(Referring expression grounding data)
_ _ _ _ _ _ _

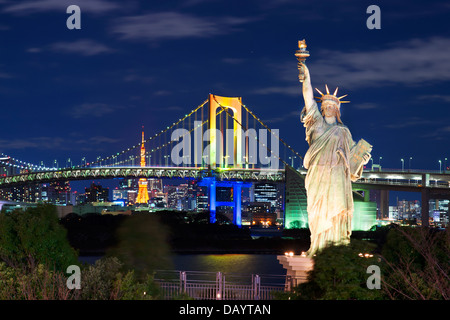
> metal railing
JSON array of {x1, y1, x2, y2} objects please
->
[{"x1": 153, "y1": 270, "x2": 292, "y2": 300}]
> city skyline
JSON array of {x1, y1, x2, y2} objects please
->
[{"x1": 1, "y1": 0, "x2": 450, "y2": 204}]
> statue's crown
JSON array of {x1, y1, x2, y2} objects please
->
[{"x1": 315, "y1": 85, "x2": 350, "y2": 108}]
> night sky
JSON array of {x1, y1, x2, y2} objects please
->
[{"x1": 1, "y1": 0, "x2": 449, "y2": 203}]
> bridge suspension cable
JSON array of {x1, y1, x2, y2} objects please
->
[
  {"x1": 240, "y1": 104, "x2": 304, "y2": 161},
  {"x1": 75, "y1": 99, "x2": 209, "y2": 168},
  {"x1": 211, "y1": 95, "x2": 289, "y2": 168},
  {"x1": 0, "y1": 153, "x2": 54, "y2": 171}
]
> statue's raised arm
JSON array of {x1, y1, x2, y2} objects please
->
[
  {"x1": 295, "y1": 40, "x2": 315, "y2": 113},
  {"x1": 300, "y1": 63, "x2": 315, "y2": 112}
]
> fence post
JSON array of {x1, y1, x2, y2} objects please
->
[
  {"x1": 216, "y1": 272, "x2": 223, "y2": 300},
  {"x1": 180, "y1": 271, "x2": 187, "y2": 295},
  {"x1": 285, "y1": 275, "x2": 292, "y2": 292},
  {"x1": 253, "y1": 274, "x2": 260, "y2": 300}
]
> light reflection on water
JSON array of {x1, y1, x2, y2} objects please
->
[
  {"x1": 172, "y1": 254, "x2": 286, "y2": 276},
  {"x1": 79, "y1": 254, "x2": 286, "y2": 276}
]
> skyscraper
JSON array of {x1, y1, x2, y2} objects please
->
[
  {"x1": 85, "y1": 182, "x2": 109, "y2": 203},
  {"x1": 254, "y1": 182, "x2": 278, "y2": 212}
]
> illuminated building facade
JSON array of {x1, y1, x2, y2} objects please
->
[
  {"x1": 84, "y1": 182, "x2": 109, "y2": 203},
  {"x1": 254, "y1": 183, "x2": 278, "y2": 212}
]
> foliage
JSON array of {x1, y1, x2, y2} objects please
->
[
  {"x1": 282, "y1": 240, "x2": 386, "y2": 300},
  {"x1": 0, "y1": 256, "x2": 165, "y2": 300},
  {"x1": 279, "y1": 226, "x2": 449, "y2": 300},
  {"x1": 106, "y1": 213, "x2": 174, "y2": 280},
  {"x1": 0, "y1": 204, "x2": 78, "y2": 271},
  {"x1": 380, "y1": 226, "x2": 449, "y2": 300},
  {"x1": 0, "y1": 261, "x2": 80, "y2": 300},
  {"x1": 79, "y1": 256, "x2": 162, "y2": 300}
]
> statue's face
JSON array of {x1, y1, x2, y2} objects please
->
[{"x1": 321, "y1": 101, "x2": 339, "y2": 118}]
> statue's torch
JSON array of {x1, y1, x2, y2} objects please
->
[{"x1": 295, "y1": 39, "x2": 310, "y2": 83}]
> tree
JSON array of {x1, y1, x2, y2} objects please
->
[
  {"x1": 285, "y1": 240, "x2": 385, "y2": 300},
  {"x1": 0, "y1": 204, "x2": 78, "y2": 271},
  {"x1": 106, "y1": 213, "x2": 173, "y2": 279},
  {"x1": 380, "y1": 226, "x2": 449, "y2": 299}
]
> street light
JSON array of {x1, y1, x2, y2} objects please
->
[
  {"x1": 183, "y1": 155, "x2": 190, "y2": 167},
  {"x1": 409, "y1": 157, "x2": 412, "y2": 171},
  {"x1": 243, "y1": 156, "x2": 248, "y2": 169},
  {"x1": 401, "y1": 159, "x2": 404, "y2": 171},
  {"x1": 164, "y1": 155, "x2": 170, "y2": 166},
  {"x1": 289, "y1": 156, "x2": 295, "y2": 167},
  {"x1": 439, "y1": 160, "x2": 442, "y2": 173},
  {"x1": 379, "y1": 156, "x2": 382, "y2": 169}
]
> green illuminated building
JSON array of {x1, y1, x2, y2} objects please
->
[{"x1": 284, "y1": 166, "x2": 377, "y2": 231}]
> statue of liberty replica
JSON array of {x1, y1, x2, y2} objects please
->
[{"x1": 296, "y1": 40, "x2": 372, "y2": 256}]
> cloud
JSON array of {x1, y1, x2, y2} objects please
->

_ _ _ _ _ _ _

* [Work task] All lines above that contain the word "statue" are to be copied.

* [Solution to this problem]
> statue's crown
> statue's raised arm
> statue's face
> statue's torch
> statue of liberty replica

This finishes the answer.